→ WORK INSTRUCTIONS:
• A. Check each statement against the article below about Thom Yorke's Greenpeace track. For each one, answer yes or no and quote the words from the article that decide it.
(i) The track runs for about four minutes.
(ii) The proposed sanctuary would be ten times the size of Germany.
(iii) The campaign has gathered more than two million signatures since January.
• B. Resume the article about Thom Yorke's Greenpeace track, picking up right after its final line.

** Begin TEXT **

Tuesday 22 October 2019

Radiohead’s Thom Yorke releases track in collaboration with Greenpeace

Hands Off The Antarctic calls for action to protect the area’s wildlife

Radiohead’s Thom Yorke says protecting the Antarctic should be humankind’s priority (David Jensen/PA)
Radiohead’s Thom Yorke says protecting the Antarctic should be humankind’s priority (David Jensen/PA)

By Alex Green, Press Association Entertainment Reporter

Radiohead frontman Thom Yorke has called for the Antarctic to stay “raw and wild” as he released a new track in collaboration with Greenpeace.

Hands Off The Antarctic, a haunting, four-minute-long instrumental, was released today in support of the environmental organisation’s campaign for an Antarctic Ocean Sanctuary five times the size of Germany.

Yorke, 50, said the electronic thud of the track represented the “relentless march” of humanity’s “footprint” on the Antarctic.

Thom Yorke is known for his environmental activism (PA)

The British rock star’s recording has been set against black and white footage of Antarctic wildlife gathered earlier this year during a three month research trip by the activist charity.

Greenpeace, an activist non-governmental organisation, is campaigning for a 700,000 square mile sanctuary for penguins, whales and other Antarctic wildlife.

Since January, Greenpeace’s Protect the Antarctic campaign has received more than two million signatures globally.

It calls for the creation of a sanctuary when governments meet at the Antarctic Ocean Commission in Hobart, Tasmania, between October 22 and November 2.

Radiohead performing on the Pyramid Stage at the Glastonbury Festival (PA)

** End TEXT **
** Begin INFORMATION PROVIDED **

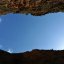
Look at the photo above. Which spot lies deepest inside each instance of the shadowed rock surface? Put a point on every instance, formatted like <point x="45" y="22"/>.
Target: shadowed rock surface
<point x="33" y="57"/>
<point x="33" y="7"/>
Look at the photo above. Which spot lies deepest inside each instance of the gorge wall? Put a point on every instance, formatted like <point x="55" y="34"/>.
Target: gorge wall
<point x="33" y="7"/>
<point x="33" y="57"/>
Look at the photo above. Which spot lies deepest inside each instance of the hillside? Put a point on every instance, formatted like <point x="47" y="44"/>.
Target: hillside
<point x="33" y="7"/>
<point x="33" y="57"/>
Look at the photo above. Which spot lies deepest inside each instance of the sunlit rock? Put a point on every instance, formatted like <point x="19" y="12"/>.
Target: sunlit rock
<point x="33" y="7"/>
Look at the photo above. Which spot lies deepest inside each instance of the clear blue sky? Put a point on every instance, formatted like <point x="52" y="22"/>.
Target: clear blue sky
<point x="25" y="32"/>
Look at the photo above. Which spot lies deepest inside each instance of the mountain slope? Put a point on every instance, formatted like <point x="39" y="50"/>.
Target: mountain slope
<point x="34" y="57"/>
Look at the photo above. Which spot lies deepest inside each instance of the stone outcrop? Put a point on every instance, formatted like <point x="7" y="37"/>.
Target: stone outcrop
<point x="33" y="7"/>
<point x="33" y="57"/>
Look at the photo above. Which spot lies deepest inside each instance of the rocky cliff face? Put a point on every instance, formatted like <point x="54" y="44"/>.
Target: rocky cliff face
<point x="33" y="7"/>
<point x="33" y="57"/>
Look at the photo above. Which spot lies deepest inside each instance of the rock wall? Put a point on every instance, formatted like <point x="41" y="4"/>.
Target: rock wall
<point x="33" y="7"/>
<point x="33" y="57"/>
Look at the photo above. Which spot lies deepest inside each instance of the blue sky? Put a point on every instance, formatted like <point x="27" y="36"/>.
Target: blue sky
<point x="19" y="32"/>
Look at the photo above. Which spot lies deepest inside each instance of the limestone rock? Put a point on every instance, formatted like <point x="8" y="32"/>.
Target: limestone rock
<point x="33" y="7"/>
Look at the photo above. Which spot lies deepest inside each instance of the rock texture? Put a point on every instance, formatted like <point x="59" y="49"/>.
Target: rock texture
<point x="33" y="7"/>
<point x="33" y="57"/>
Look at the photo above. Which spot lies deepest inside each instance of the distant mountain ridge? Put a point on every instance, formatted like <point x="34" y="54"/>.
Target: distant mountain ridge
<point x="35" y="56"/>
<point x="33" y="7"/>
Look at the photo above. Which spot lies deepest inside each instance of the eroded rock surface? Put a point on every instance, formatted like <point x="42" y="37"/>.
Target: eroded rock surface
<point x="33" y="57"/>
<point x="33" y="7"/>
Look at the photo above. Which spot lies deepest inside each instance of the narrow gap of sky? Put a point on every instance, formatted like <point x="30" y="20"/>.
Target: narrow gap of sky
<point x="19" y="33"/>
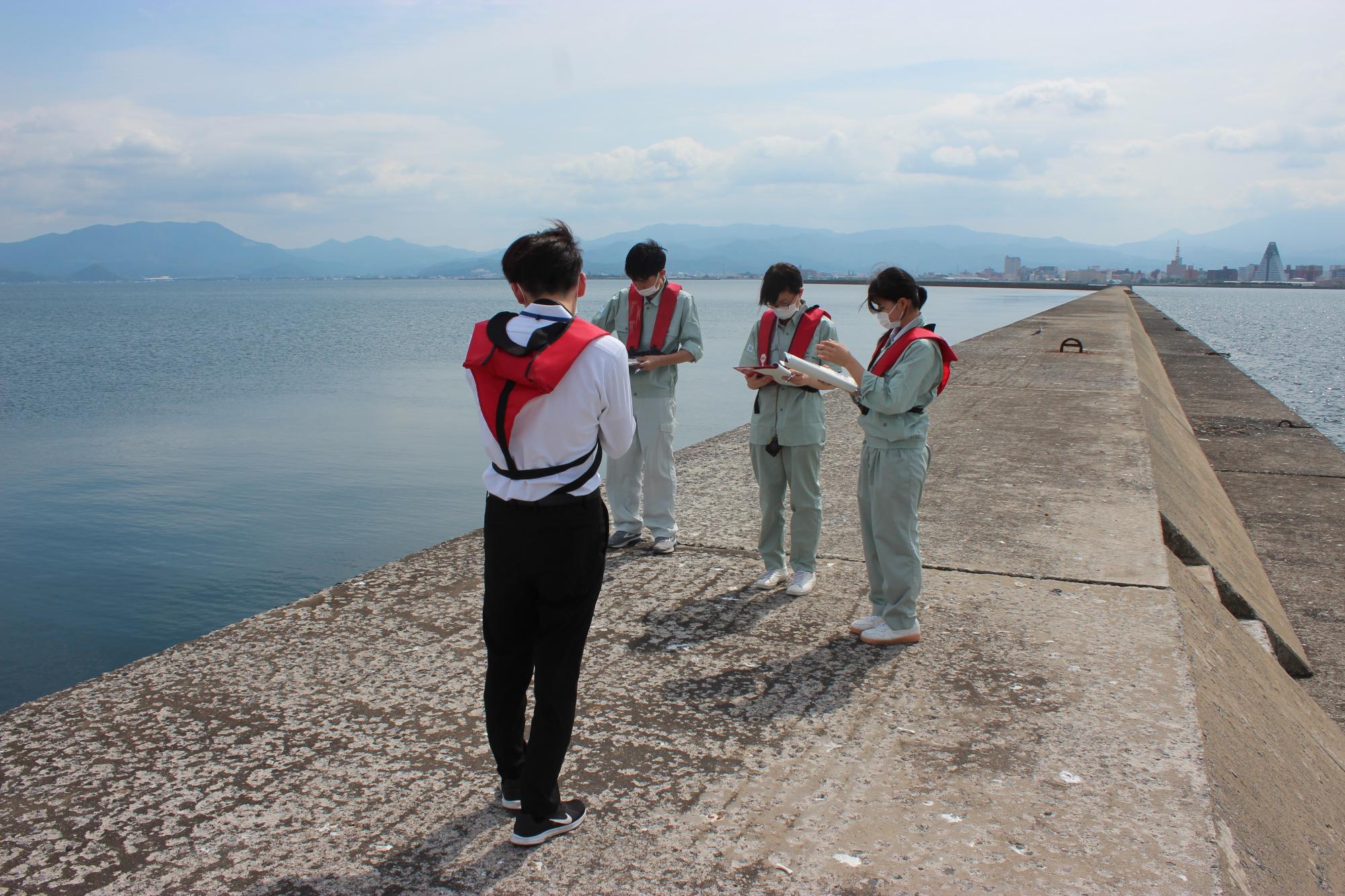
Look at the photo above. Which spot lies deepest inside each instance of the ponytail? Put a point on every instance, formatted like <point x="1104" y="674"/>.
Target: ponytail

** End INFORMATION PROVIDED **

→ RESULTS IN ORDER:
• A.
(i) Yes: "a haunting, four-minute-long instrumental"
(ii) No: "an Antarctic Ocean Sanctuary five times the size of Germany"
(iii) Yes: "Since January, Greenpeace’s Protect the Antarctic campaign has received more than two million signatures globally."

• B.
Yorke, who is known for his environmental activism, vegetarianism and left wing views, said protecting the Antarctic should be humankind’s priority.

He said: “There are some places on this planet that are meant to stay raw and wild and not destroyed by humanity’s footprint.

“This track is about stopping the relentless march of those heavy footsteps. The Antarctic is a true wilderness and what happens there affects us all. That’s why we should protect it.”

Frida Bengtsson, head of Greenpeace’s Protect The Antarctic campaign, said: “The Antarctic doesn’t have a voice but we are a movement of two million people and we do.

“We’ve seen around the world what happens when we don’t put areas off-limits to human activity. This vast wilderness is more fragile than we might think and plays an important role for the planet’s climate and ocean systems.

“When governments meet over the next two weeks, they have an opportunity to make history. Millions of people from around the world are urging them to seize this moment.”

Hands Off The Antarctic is out now.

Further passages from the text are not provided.